# Problem details:
Which lines in the material below contain the word "cloud"? Locate each one and copy it in full.

# Extracted records:

-----

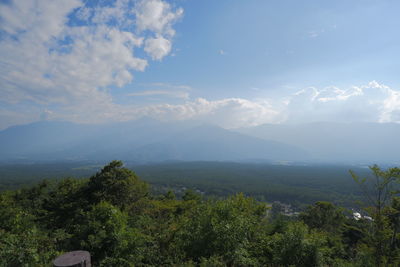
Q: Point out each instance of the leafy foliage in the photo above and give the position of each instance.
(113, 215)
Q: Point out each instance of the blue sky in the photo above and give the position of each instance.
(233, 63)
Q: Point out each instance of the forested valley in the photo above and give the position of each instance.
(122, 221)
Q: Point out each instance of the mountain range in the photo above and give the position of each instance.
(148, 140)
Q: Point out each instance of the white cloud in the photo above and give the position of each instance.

-----

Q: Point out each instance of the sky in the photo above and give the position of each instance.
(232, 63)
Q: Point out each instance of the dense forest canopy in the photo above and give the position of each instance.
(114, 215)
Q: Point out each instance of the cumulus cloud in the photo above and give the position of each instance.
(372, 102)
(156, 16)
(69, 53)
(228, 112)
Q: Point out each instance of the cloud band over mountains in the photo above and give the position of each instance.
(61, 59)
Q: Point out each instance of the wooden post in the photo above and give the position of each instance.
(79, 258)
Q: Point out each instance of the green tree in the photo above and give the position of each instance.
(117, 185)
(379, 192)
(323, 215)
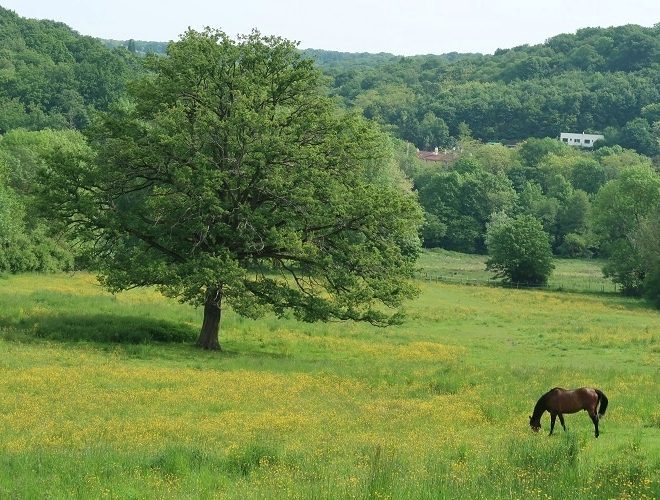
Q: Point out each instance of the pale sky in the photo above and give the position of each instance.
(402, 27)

-----

# Output:
Q: Point out each instance of the white cloud in the photo above and give the position of each instance.
Q: Point out each instance of the cumulus cloud in the photo above and give the position of each instance.
Q: Point out each instance of the cloud band over mountains in the photo above and give the position of each instance.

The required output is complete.